-- start of ENTRIES PROVIDED --

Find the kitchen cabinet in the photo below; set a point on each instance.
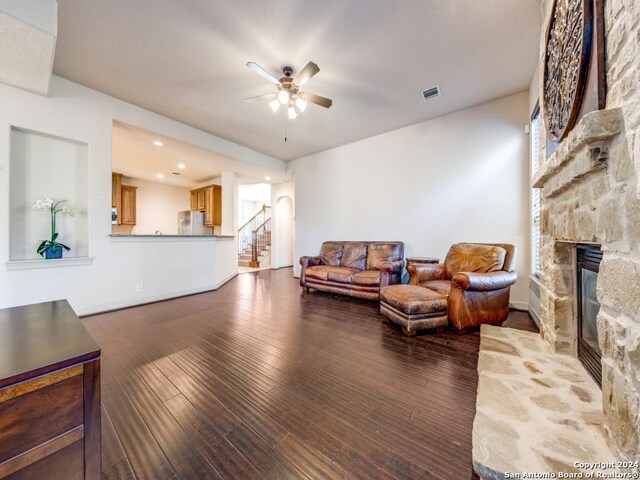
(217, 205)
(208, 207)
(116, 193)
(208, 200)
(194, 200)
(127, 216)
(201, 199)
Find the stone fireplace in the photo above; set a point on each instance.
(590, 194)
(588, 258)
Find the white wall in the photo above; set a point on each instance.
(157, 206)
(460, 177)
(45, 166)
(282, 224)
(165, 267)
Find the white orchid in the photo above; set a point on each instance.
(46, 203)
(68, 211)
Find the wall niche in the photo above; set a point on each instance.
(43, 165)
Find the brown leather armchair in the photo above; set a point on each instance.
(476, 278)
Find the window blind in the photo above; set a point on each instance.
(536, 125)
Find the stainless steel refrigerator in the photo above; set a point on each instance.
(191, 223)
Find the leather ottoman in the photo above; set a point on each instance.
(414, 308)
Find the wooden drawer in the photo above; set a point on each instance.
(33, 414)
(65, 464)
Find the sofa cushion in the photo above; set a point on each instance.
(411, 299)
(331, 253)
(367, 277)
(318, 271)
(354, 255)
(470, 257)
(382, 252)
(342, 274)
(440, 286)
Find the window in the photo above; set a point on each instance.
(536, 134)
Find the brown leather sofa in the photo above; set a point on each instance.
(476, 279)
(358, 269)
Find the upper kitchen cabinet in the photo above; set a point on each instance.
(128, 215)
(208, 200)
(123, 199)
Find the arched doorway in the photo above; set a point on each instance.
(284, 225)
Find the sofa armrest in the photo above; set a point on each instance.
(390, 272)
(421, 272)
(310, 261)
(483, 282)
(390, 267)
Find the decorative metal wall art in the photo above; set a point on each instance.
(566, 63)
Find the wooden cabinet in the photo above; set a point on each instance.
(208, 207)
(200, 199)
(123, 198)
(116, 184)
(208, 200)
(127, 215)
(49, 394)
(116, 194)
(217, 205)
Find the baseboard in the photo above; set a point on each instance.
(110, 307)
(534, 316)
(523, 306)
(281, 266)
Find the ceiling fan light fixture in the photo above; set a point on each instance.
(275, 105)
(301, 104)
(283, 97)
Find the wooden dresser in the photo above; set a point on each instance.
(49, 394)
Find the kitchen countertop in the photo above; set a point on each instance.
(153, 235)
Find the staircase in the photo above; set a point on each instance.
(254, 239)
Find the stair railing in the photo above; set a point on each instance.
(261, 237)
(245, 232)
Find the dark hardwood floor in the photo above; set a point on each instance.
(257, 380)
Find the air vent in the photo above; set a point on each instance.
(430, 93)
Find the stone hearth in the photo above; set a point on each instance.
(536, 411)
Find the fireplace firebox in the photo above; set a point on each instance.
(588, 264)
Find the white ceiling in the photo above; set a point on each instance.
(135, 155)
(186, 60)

-- end of ENTRIES PROVIDED --
-- start of ENTRIES PROVIDED --

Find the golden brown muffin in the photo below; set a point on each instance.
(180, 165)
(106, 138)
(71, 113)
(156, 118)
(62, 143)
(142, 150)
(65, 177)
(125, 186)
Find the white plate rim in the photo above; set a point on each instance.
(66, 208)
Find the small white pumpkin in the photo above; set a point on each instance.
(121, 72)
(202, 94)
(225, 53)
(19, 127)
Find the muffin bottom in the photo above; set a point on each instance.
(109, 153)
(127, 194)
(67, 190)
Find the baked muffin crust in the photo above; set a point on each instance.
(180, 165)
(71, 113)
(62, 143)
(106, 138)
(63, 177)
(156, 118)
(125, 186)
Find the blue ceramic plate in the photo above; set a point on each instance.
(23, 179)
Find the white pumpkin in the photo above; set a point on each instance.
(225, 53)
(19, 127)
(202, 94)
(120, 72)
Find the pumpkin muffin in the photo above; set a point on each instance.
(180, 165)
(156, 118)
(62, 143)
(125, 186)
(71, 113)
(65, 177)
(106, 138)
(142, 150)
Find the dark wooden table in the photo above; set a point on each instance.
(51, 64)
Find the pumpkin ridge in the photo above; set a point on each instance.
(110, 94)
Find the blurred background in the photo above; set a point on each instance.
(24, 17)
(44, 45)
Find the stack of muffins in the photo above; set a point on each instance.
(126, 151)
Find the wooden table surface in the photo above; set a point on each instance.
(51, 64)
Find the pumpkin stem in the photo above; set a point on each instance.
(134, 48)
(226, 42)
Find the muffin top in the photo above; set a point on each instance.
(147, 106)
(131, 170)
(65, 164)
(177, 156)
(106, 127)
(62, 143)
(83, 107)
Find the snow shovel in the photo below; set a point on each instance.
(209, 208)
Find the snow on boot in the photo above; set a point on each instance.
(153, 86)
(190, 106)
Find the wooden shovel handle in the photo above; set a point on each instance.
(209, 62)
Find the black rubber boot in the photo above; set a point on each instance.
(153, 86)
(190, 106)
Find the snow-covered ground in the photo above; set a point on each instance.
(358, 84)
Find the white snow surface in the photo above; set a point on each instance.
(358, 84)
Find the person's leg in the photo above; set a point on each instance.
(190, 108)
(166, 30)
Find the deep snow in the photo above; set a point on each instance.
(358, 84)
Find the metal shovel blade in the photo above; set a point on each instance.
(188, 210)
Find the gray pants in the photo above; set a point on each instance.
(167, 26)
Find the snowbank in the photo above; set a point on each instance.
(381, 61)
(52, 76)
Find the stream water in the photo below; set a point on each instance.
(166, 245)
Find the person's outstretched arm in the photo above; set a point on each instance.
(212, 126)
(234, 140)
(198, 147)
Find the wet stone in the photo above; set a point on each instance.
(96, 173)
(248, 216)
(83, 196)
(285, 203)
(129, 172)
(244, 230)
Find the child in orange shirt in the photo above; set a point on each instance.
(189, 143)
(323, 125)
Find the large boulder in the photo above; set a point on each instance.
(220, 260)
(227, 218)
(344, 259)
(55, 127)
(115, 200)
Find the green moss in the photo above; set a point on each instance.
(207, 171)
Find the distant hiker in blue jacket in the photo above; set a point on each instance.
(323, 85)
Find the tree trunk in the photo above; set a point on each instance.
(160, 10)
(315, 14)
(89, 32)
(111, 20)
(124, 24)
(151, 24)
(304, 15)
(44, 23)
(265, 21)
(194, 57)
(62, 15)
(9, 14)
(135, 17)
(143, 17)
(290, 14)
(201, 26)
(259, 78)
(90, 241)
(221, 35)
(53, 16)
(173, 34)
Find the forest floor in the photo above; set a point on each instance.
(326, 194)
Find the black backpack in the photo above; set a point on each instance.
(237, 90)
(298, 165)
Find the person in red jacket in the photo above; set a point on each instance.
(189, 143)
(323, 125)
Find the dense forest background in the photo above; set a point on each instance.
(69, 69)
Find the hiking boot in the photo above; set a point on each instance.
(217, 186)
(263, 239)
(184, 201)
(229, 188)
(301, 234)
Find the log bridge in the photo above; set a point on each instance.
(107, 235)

-- end of ENTRIES PROVIDED --

- _WHAT YOU WILL DO_
Gather every line in the records above that contains the word "table" and copy each one out in full. Case counts.

- _TASK ANSWER_
Find the dark wooden table in the photo above; set a point on each instance.
Find the wooden table surface in the photo above; set a point on each instance.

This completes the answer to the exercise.